#### SELECTED PASSAGE
Relative terminology, such as, for example, “about,” “approximately,” “substantially,” etc., used in connection with a quantity or condition would be understood by those of ordinary skill to be inclusive of the stated value and has the meaning dictated by the context (e.g., the term includes at least the degree of error associated with the measurement accuracy, tolerances [e.g., manufacturing, assembly, use, etc.] associated with the particular value, etc.). Such terminology should also be considered as disclosing the range defined by the absolute values of the two endpoints. For example, the expression “from about 2 to about 4” also discloses the range “from 2 to 4”. The relative terminology may refer to plus or minus a percentage (e.g., 1%, 5%, 10%, or more) of an indicated value.

It should be understood that although certain drawings illustrate hardware and software located within particular devices, these depictions are for illustrative purposes only. Functionality described herein as being performed by one component may be performed by multiple components in a distributed manner. Likewise, functionality performed by multiple components may be consolidated and performed by a single component. In some embodiments, the illustrated components may be combined or divided into separate software, firmware and/or hardware. For example, instead of being located within and performed by a single electronic processor, logic and processing may be distributed among multiple electronic processors. Regardless of how they are combined or divided, hardware and software components may be located on the same computing device or may be distributed among different computing devices connected by one or more networks or other suitable communication links. Similarly, a component described as performing particular functionality may also perform additional functionality not described herein. For example, a device or structure that is “configured” in a certain way is configured in at least that way but may also be configured in ways that are not explicitly listed.
########
#### DATA SUPPLIED
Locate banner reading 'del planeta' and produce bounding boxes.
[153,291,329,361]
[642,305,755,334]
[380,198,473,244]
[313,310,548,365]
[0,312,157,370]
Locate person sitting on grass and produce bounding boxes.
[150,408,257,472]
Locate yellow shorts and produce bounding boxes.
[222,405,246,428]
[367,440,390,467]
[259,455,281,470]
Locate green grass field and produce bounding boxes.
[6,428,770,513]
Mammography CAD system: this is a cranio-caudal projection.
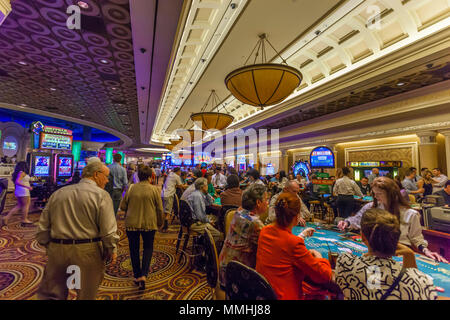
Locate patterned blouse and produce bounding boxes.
[336,253,437,300]
[219,208,264,286]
########
## [REQUIREMENTS]
According to the passage on relative terminology, what range does the expression "from about 2 to about 4" also disclose? This data was taken from a different source than the text.

## [EXPECTED ANSWER]
It also discloses the range "from 2 to 4".